**Exercise prompt**
Resume the essay on schooling after its last sentence.

**Excerpted text**

-=-=-=-=-

We believe that school is not the right place for kids to fully explore their individual interests, it dulls their excitement to learn and actively discourages creativity.
Karn holds a Bachelor’s Degree in Business English from Maha Sarakam University, yet she abhors “business” with fervor.
Dave went to school for a total of fourteen years, yet he says he didn’t learn anything about how to live in the most basic sense. School doesn’t teach you how to feed, clothe (if necessary) and shelter yourself, it doesn’t teach you how to forecast the weather or to orientate yourself by the stars, it doesn’t teach you how to appreciate beauty, how to love, how to make love, how to live, how to achieve happiness. But school does prepares you for your future life within the system. Fulfilling the most basic biological needs is not left in your own hands, but in the hands of so-called experts and professionals, on whom you usually have no influence whatsoever.
We both learned some useful things, but forgot by far the largest part of what we learned in so-called educational institutions. Looking back, most subjects were a tremendous waste of time, and taught us nothing we need in our daily lives. Most knowledge we have acquired are things we learned through reading after we graduated.
If we look back, we realize how brainwashed most of our teachers were by the most common lies and myths of this culture (you have to make money, technology makes everything better, humans are better than other animals, progress is natural, “stone age” people were stupid, capitalism and democracy are the one right way, civilization means culture, etc. )
Fukuoka’s books are full of (pretty radical) references to the school system of our civilization. He compares it to the necessity of cutting trees “into shape”, calling into question the usefulness of schooling itself and blaming the ever-accelerating alienation from Nature:
To the extend that trees derivate from their natural form, pruning and insect extermination become necessary; to the extend that human society separates itself from a life close to nature, schooling becomes necessary.

-=-=-=-=-

**Supplied material**
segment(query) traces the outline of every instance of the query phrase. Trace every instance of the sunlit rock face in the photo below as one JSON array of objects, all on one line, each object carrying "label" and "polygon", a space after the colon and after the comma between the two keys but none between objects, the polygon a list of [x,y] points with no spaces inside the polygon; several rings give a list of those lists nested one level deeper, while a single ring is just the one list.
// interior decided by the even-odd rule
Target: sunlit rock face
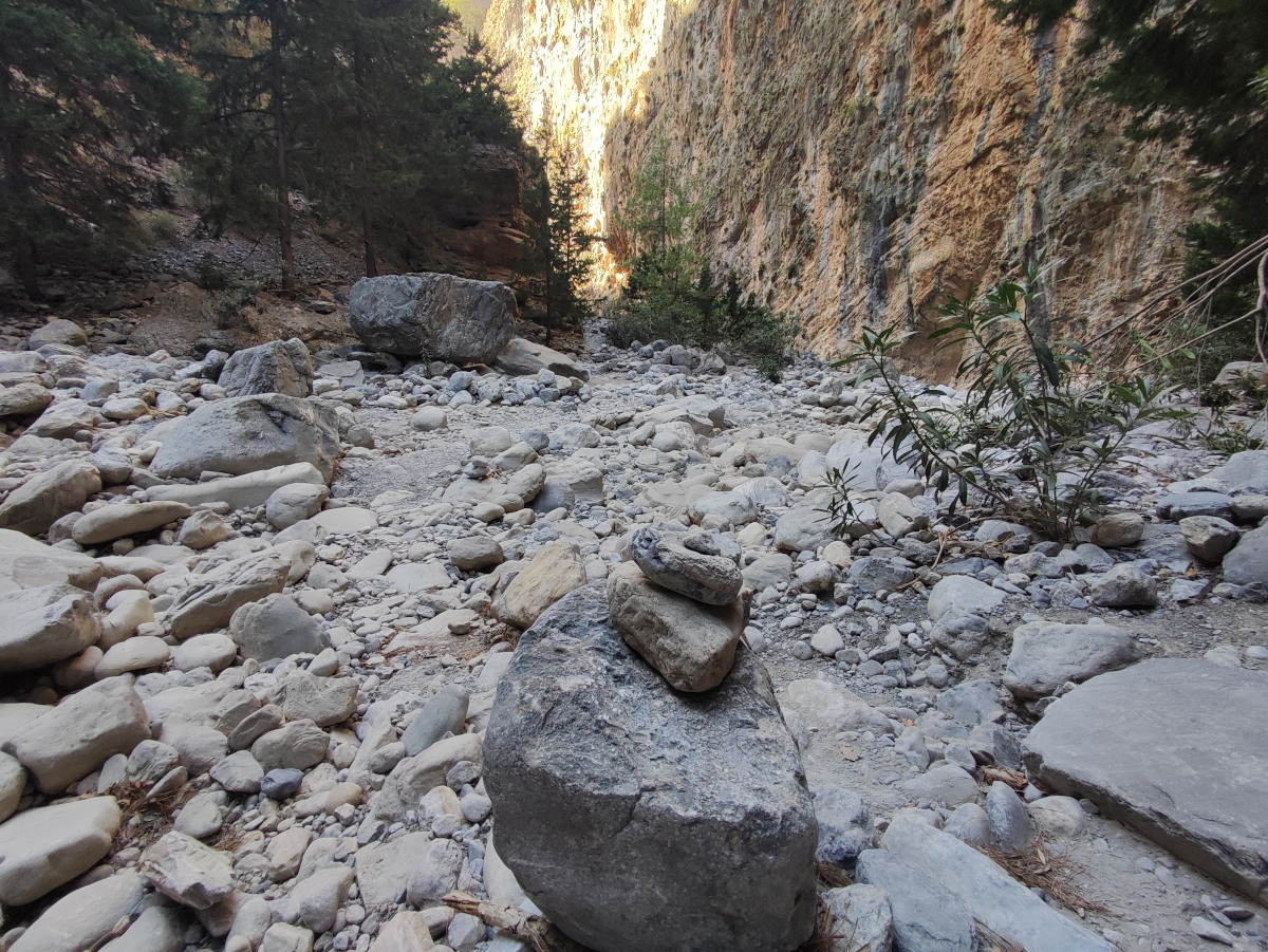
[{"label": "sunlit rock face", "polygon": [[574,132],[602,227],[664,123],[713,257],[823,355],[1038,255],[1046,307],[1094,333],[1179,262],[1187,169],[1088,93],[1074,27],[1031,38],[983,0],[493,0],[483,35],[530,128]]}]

-=-=-=-=-

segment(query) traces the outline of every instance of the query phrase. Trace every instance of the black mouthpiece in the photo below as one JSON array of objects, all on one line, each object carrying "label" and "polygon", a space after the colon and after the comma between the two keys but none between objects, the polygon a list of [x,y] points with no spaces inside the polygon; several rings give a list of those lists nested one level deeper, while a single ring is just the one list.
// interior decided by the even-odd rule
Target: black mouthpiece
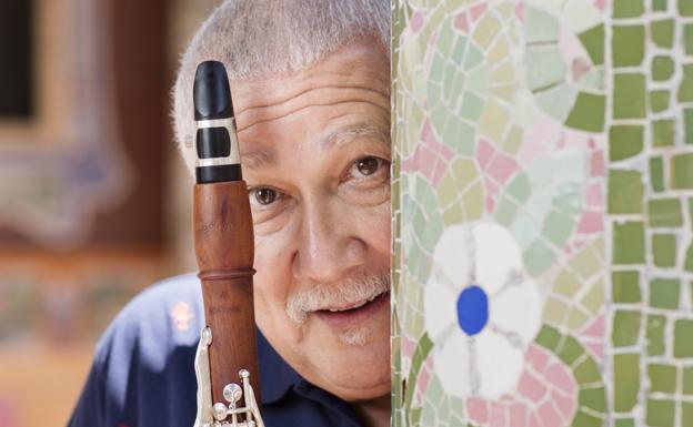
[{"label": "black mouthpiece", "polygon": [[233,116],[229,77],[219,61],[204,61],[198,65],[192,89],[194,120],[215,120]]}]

-=-=-=-=-

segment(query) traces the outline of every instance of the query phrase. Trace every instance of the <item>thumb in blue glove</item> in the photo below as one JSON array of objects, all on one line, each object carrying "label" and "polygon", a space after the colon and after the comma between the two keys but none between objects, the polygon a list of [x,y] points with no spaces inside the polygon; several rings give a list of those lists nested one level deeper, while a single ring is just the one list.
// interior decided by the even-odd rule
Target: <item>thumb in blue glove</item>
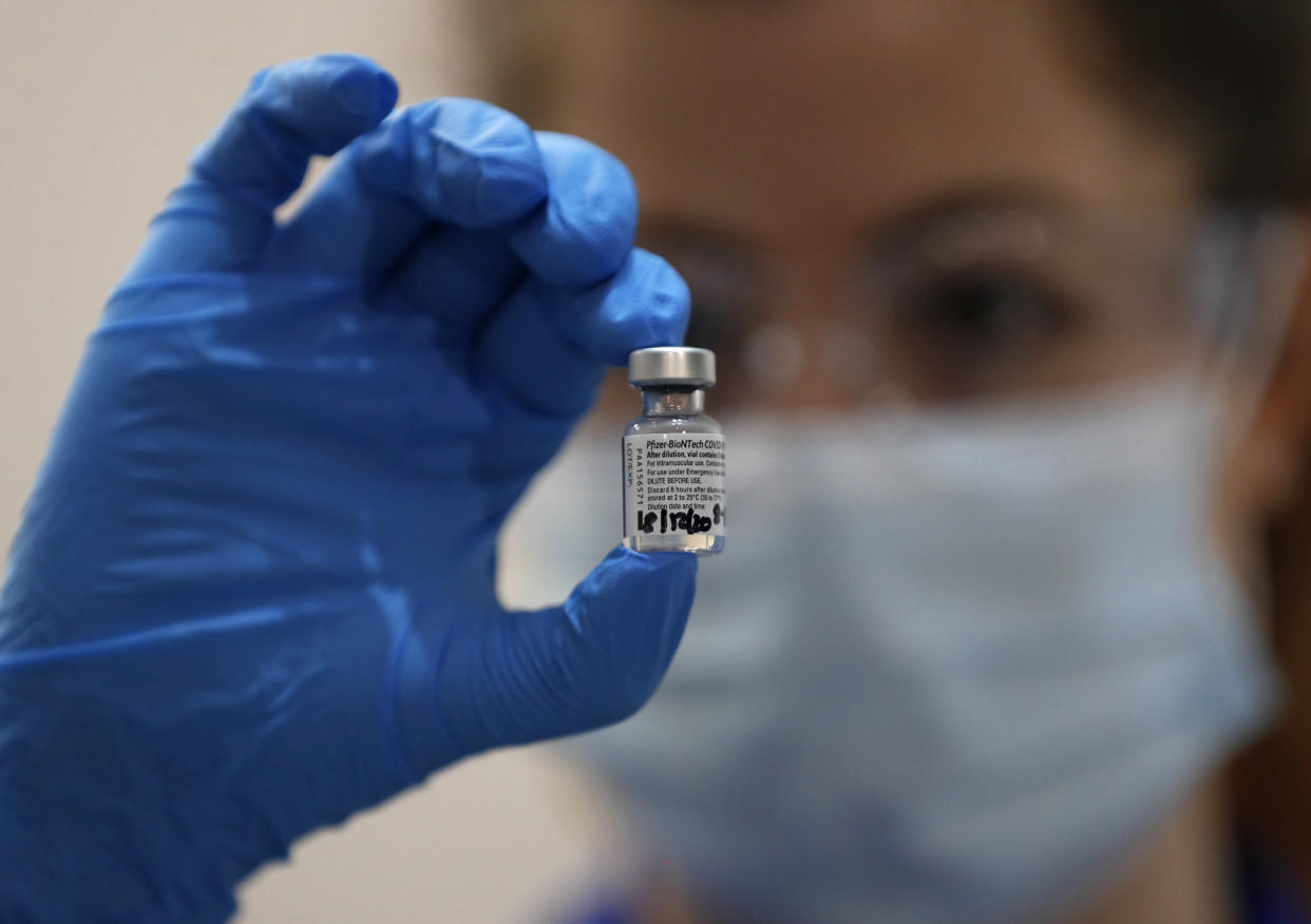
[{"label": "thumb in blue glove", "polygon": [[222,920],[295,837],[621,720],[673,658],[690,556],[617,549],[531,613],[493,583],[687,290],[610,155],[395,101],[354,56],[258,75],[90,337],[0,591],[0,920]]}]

-=-=-=-=-

**Response below**
Elsewhere, he lists it among examples for the uselessness of “improved” human innovations:
The reason that man’s improved techniques seem to be necessary is that the natural balance has been so badly upset beforehand by the same techniques that the land has become dependent on them.
This line of reasoning not only applies to agriculture, but to other aspects of human society as well. Doctors and medicine become necessary when people create a sickly environment.
Formal schooling has no intrinsic value, but becomes necessary when humanity creates a condition in which one must become ‘educated’ to get along.
We believe life itself is the best school, and kids are most motivated if there is no force used. The home-schooled daughter of a friend learned how to read and write Thai and English because she wanted to, and she reads, writes and speaks English much better than anyone else of her age. She sees the grown-ups reading and is curious what we find so interesting about all those written words – and this was the basic concept of learning for three million years of human evolution. Kids saw what the adults were doing, found it interesting, and learned to imitate them, and they would do the same things today – if their parents would allow them to and if they wouldn’t have boring jobs.